Exercise aim
From the records below, extract every line that contains the word "Target" and copy each such line unchanged.

Raw data

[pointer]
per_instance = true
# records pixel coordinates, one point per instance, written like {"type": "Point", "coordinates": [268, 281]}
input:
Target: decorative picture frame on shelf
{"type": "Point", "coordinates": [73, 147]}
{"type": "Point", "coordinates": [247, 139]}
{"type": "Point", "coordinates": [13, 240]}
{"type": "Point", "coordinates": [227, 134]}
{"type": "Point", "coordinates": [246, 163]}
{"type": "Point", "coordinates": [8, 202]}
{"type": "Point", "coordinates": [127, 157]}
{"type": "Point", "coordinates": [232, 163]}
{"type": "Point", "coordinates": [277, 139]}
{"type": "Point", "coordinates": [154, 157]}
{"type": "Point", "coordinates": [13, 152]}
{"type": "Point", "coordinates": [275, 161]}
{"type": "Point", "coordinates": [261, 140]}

---

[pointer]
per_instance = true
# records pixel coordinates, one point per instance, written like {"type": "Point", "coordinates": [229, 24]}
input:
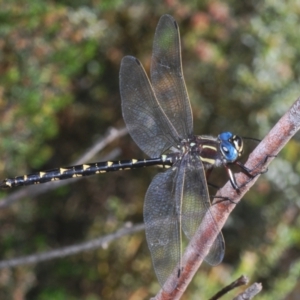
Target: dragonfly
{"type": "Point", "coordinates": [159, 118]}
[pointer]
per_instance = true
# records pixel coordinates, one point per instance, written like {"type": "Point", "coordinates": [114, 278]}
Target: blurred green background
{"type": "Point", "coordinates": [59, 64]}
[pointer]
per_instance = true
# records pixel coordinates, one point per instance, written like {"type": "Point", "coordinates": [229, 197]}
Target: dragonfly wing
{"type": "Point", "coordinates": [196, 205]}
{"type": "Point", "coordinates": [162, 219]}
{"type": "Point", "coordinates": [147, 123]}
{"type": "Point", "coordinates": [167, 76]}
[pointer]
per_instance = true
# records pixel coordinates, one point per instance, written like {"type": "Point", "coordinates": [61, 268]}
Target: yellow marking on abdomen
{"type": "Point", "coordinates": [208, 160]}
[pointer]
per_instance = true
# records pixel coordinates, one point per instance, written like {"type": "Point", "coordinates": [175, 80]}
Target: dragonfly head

Exercise solution
Target: decorative picture frame on shelf
Target: dragonfly
Target: blurred green background
Target: dragonfly wing
Target: yellow marking on abdomen
Target: dragonfly head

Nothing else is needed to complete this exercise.